__SOURCE MATERIAL__
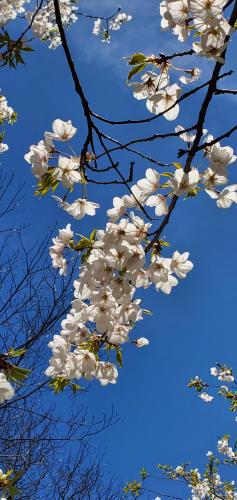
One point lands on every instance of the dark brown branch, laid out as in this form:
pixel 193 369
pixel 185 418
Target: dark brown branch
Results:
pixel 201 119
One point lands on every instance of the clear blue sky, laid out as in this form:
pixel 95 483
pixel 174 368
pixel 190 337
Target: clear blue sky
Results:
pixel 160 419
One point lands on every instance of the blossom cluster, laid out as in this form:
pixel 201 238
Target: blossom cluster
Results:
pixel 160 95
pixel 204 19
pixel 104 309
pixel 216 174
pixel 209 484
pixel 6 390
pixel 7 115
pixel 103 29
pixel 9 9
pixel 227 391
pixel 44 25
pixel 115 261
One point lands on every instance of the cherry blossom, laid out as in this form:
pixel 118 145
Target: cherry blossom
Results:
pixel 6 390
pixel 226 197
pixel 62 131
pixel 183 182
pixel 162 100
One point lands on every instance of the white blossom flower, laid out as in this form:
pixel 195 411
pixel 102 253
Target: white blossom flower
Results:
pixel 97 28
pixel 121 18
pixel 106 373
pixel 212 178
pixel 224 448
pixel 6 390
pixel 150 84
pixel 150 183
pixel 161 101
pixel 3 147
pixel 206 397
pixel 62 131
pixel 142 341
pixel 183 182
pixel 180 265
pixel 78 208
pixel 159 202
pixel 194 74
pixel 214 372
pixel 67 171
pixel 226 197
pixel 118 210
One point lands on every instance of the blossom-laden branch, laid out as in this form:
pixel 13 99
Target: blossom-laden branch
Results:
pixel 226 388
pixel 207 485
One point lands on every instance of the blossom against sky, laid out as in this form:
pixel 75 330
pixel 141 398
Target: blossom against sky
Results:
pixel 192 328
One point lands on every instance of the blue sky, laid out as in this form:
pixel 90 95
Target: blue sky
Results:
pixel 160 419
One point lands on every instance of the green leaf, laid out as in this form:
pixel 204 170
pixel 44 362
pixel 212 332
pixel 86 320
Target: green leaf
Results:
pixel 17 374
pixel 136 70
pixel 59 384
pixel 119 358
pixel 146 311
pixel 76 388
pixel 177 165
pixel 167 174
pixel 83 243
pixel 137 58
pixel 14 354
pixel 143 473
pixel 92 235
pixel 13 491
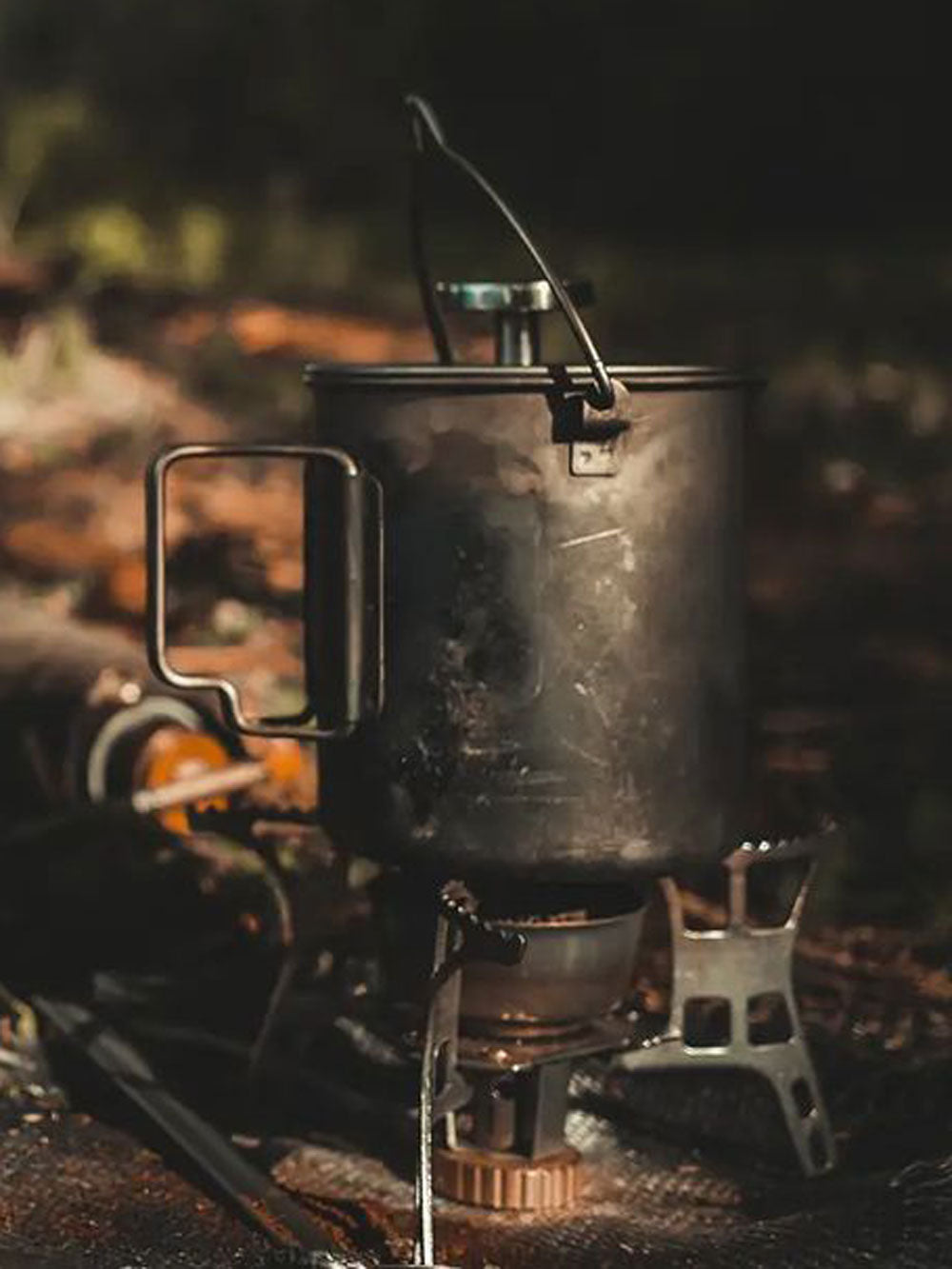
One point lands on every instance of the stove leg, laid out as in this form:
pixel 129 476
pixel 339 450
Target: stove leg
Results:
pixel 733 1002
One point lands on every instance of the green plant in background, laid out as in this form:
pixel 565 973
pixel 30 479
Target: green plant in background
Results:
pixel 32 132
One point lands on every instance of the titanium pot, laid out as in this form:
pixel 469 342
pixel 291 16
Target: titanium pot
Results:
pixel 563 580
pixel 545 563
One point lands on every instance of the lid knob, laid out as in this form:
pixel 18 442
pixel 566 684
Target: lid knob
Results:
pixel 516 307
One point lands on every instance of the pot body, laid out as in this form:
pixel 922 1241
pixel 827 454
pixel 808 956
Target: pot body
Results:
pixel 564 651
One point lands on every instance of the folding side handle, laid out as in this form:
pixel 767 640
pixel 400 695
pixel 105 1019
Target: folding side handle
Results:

__TASK DIRECTIONS__
Using the material above, filter for lines holding "dark" and copy each one.

__ANSWER BOX__
One point lands on every instance of the dark brown branch, laid out as in this form:
Target: dark brown branch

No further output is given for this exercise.